Second: Arkansas’ second-worst state politician, Jason Rapert (I leave the national award to Senator Tom Cotton.) made news this week when his beloved 10 Commandments, newly installed on the state capitol’s grounds, was smashed by a… well, I guess we’d call him a separation of church and state activist. Anyway, Rapert’s obnoxious desire to waste taxpayer money on the inevitable legal challenge to the display reminded me of a comment he made two years ago at about this time in response to the just-delivered Obergefell decision. On Facebook, he said,

“I urge every God fearing American to pray for our nation on their knees, but to rise to their feet in opposition of those who have gone too far by imposing unjust laws against our will.”

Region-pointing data
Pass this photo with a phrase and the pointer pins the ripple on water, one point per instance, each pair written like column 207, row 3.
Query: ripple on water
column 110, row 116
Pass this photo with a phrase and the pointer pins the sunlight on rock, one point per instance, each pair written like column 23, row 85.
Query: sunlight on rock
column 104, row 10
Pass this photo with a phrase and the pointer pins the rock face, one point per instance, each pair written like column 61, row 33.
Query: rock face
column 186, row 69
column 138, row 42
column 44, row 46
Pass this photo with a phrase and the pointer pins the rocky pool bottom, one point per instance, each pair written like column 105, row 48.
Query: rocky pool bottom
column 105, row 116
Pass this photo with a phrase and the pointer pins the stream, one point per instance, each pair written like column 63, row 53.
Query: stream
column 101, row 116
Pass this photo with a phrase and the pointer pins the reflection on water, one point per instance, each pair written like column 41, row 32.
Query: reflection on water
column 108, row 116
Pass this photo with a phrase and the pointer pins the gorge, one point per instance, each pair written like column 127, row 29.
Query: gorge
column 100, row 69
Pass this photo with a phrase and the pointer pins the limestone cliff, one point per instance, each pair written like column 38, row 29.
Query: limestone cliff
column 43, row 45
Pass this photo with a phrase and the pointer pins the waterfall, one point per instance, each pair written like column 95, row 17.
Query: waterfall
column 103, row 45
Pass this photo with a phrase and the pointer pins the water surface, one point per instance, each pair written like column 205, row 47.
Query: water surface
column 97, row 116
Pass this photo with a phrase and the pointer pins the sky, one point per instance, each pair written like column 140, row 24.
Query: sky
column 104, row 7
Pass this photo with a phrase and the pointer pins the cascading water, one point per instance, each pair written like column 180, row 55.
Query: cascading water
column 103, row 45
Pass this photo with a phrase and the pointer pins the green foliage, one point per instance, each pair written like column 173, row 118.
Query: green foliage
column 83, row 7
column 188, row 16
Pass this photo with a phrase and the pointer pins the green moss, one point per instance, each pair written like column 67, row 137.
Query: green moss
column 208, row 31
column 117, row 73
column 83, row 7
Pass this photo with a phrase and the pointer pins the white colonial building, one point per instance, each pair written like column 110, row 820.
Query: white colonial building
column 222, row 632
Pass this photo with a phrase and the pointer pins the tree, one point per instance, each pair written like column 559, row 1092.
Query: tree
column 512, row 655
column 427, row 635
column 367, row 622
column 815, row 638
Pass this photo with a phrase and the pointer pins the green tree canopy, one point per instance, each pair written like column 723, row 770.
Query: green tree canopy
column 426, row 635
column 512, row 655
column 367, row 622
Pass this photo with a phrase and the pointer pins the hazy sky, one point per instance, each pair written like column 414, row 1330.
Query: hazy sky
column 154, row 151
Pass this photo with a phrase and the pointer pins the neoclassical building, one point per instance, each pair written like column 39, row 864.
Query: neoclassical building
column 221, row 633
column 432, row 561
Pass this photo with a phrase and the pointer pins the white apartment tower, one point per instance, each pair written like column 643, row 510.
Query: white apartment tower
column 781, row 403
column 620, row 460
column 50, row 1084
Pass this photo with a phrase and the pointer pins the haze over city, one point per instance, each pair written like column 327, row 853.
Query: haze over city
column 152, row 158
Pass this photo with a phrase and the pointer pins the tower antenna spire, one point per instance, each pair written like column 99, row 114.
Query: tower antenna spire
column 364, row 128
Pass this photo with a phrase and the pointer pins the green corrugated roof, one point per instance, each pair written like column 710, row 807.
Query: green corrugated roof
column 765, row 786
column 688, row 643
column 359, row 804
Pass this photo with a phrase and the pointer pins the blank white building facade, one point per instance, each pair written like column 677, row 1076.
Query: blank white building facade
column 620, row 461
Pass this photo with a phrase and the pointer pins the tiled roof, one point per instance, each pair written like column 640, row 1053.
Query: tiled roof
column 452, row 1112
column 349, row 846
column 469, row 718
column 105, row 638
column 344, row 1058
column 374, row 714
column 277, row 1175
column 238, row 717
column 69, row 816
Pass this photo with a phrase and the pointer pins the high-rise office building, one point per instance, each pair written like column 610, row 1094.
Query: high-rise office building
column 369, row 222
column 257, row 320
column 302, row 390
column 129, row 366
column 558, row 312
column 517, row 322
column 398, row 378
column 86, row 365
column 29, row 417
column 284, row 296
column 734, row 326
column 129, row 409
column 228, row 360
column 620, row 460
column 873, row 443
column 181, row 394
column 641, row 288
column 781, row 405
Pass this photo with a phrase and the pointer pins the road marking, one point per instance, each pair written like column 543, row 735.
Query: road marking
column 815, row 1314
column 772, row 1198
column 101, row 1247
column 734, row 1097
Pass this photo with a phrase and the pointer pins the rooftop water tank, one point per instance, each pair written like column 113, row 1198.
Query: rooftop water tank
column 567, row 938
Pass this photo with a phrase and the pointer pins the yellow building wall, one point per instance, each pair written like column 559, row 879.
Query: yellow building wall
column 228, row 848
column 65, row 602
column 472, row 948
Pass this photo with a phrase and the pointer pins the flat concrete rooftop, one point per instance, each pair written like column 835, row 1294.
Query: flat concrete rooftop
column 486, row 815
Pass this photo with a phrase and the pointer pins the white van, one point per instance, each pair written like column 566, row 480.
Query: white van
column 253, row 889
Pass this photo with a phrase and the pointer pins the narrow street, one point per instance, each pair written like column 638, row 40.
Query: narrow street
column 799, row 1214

--

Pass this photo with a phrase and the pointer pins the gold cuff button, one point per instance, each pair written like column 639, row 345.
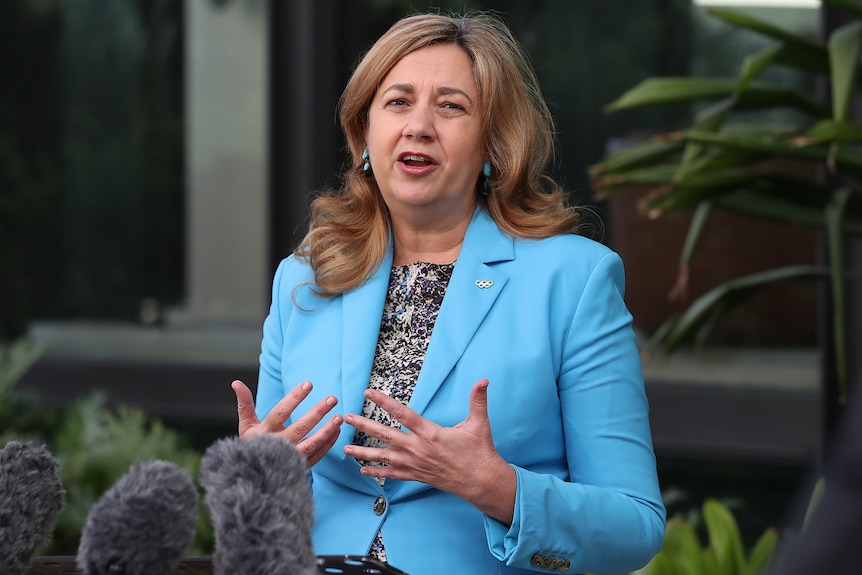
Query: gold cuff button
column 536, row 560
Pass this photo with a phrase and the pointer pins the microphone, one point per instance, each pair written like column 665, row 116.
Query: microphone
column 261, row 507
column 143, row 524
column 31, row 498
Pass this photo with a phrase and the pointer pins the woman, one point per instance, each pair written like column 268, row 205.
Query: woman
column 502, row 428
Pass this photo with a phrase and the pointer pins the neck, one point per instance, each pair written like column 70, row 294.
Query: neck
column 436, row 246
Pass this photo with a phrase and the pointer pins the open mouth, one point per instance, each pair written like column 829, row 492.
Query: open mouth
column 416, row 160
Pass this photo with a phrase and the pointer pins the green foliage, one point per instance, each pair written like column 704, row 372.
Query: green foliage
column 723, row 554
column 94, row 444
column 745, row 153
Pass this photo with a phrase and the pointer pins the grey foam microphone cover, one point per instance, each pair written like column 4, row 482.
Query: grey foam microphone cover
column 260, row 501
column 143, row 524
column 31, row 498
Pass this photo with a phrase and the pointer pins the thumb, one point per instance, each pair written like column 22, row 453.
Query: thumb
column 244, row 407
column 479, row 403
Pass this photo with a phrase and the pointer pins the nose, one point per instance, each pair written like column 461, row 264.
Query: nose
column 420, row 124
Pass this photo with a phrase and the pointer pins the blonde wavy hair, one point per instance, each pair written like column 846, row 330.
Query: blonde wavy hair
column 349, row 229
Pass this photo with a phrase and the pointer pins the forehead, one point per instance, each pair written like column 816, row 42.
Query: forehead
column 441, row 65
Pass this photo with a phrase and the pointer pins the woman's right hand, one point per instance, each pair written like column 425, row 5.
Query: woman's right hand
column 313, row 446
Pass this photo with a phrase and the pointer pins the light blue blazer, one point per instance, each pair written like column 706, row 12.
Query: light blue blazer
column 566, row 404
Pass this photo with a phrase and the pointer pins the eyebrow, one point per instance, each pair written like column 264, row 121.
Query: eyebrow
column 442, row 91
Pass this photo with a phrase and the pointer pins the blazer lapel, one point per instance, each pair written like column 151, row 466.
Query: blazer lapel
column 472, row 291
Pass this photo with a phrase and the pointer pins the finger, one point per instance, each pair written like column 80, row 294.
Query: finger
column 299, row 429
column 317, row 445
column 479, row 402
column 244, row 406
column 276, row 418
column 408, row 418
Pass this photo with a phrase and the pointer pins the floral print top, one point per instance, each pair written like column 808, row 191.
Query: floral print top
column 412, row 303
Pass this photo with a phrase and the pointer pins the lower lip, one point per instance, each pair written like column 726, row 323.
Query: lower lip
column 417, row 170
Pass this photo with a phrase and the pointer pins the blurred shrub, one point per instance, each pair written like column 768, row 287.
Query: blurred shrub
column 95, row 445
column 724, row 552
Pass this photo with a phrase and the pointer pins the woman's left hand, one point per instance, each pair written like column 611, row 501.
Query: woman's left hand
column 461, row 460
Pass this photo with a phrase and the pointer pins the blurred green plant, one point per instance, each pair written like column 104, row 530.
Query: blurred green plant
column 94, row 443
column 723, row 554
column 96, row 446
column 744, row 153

---

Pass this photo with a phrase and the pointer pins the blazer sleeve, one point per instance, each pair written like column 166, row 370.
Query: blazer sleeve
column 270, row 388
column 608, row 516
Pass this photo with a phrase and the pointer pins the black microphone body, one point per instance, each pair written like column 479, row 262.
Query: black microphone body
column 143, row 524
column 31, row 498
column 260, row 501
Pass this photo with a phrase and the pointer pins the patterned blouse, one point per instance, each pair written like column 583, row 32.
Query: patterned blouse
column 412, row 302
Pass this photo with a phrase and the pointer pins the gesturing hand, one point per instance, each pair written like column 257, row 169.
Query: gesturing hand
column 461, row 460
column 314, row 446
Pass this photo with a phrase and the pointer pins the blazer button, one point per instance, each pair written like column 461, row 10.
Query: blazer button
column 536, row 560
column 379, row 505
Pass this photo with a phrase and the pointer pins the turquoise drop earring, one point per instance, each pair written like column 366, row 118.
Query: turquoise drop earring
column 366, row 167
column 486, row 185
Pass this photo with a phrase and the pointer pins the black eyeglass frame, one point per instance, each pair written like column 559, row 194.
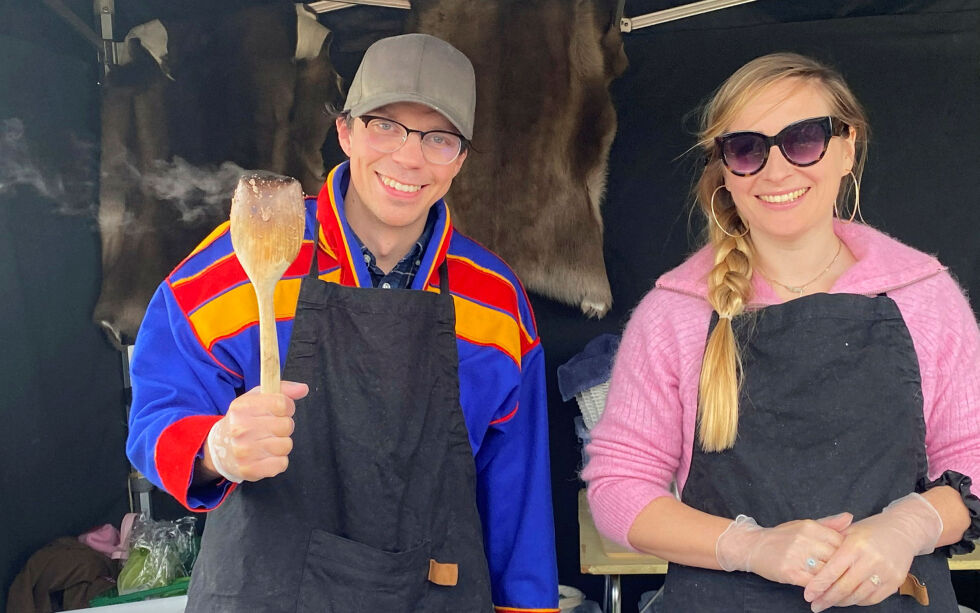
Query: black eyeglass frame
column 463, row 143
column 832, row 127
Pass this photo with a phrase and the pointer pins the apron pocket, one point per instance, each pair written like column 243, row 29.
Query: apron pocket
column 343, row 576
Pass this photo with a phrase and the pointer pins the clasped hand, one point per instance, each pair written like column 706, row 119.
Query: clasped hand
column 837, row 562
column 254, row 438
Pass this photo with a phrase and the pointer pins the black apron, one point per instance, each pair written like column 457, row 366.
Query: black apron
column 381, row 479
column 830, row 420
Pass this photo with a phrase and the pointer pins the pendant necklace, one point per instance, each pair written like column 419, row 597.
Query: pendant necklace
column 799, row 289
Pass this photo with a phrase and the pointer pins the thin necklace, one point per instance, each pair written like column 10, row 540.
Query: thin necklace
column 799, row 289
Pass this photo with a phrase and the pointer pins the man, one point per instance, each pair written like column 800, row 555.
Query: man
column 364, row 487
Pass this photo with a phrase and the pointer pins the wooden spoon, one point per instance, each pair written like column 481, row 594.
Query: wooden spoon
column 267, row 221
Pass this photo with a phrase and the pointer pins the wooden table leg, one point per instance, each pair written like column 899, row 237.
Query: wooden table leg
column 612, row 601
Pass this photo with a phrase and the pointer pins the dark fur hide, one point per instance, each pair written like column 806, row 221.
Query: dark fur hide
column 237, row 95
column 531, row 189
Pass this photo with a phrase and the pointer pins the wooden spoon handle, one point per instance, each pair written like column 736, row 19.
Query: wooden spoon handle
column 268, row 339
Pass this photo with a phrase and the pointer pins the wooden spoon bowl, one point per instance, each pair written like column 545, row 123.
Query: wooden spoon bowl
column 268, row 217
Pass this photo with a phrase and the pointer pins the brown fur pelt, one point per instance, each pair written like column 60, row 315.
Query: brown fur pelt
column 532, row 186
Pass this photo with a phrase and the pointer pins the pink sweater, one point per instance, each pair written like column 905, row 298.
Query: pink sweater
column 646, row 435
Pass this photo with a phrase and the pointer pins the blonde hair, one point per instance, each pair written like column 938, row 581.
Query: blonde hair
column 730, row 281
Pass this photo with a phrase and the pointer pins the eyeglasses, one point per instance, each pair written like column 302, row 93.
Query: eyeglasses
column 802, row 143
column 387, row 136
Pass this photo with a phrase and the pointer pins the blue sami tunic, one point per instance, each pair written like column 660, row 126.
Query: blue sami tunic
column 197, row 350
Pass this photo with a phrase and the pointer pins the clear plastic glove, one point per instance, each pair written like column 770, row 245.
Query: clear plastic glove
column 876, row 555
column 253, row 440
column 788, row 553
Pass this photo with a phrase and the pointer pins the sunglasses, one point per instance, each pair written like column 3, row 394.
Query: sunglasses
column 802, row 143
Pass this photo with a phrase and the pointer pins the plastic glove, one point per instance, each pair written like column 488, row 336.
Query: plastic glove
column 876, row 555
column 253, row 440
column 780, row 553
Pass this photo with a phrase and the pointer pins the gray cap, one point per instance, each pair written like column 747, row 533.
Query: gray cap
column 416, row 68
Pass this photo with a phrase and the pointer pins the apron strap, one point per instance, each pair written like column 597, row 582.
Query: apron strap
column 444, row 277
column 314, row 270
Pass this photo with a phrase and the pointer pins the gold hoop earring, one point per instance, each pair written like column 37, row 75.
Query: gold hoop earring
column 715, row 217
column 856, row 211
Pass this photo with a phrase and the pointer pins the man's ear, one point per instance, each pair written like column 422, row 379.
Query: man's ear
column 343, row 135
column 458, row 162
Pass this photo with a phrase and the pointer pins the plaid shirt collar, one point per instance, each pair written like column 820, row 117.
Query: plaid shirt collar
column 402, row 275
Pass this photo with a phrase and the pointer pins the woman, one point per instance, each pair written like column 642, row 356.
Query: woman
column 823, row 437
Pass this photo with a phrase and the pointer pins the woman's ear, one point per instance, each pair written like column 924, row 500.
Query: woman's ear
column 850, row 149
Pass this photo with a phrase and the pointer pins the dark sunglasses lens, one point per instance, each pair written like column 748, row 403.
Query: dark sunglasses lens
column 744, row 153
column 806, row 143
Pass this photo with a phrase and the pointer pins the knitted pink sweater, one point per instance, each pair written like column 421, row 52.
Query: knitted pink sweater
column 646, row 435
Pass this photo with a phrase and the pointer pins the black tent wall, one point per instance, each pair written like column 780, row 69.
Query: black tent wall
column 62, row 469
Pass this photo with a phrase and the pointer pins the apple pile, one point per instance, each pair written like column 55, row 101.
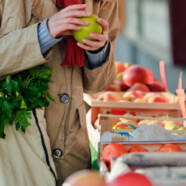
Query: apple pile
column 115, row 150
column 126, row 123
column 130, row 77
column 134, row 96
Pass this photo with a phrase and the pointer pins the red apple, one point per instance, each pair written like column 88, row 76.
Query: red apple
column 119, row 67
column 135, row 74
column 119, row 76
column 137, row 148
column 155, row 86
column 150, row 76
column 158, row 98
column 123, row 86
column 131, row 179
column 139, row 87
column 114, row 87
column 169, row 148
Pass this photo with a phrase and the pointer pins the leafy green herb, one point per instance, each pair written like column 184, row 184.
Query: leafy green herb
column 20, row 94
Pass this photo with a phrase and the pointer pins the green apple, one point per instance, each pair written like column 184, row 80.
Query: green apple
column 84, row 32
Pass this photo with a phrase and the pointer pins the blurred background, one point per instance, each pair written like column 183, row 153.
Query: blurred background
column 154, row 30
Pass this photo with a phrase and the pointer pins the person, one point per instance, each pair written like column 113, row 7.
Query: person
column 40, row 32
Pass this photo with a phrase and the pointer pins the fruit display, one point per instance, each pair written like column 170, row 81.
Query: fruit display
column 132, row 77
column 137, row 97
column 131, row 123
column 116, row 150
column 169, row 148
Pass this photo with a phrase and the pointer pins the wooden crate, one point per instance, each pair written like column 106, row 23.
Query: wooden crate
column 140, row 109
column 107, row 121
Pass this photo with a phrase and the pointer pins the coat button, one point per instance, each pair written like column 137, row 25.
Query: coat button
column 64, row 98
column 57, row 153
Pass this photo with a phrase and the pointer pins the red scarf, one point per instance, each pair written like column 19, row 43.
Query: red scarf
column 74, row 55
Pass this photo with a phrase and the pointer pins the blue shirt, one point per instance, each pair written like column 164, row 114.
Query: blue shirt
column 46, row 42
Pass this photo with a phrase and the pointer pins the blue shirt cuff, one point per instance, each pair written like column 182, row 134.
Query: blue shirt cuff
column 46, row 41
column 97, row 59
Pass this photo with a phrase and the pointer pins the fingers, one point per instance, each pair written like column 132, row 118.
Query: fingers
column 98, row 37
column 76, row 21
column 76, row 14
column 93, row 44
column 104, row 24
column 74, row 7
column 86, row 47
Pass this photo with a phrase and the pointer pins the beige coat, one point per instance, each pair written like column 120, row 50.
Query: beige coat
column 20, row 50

*Required action A*.
Answer these questions from the passage about Jason Rapert:
(i) To whom does the author leave the national award?
(ii) Where was the 10 Commandments display newly installed?
(iii) On what platform did Rapert comment on the Obergefell decision?
*Required action B*. Write the next part of the passage about Jason Rapert and the 10 Commandments display, starting after his quoted Facebook comment.

*Written reply A*.
(i) Senator Tom Cotton
(ii) On the state capitol's grounds
(iii) Facebook

*Written reply B*.
Not a theologian, a law scholar, or a historian by training or talent, he compared his cause to the American Revolution and the Civil Rights movement. When a more informed citizen reminded him that, uh, actually, that’s not how it works with rights, he struck back by saying that “We the majority, grant you rights by choice.”Screen Shot 2017-07-02 at 12.25.46 AM

Third: Among anti-Muslim Christians there circulates the argument that Muslims do not have a First Amendment right to practice Islam in the US. One angle in this argument, exhibited by this awful speech that Rebecca Bynum gave to the Memphis chapter of ACT for America, says that Islam is not a religion but a political ideology, and therefore it is not protected by the First Amendment. This is also sometimes used to justify a ban on entrance by Muslim immigrants and refugees to the US. A second angle says that it doesn’t matter if Islam is a religion because Muslims aren’t free to practice it in the US anyway since the right to the free exercise of religion, as articulated in the First Amendment, is derived from “our Creator”–that is, the Judeo-Christian (but NOT Judeo-Christian-Islamic) deity. Explains Jason Rapert’s spiritual mentor former Alabama Supreme Court Justice Roy Moore:

“Muhammad didn’t create us. It’s the God of the Holy Scriptures.”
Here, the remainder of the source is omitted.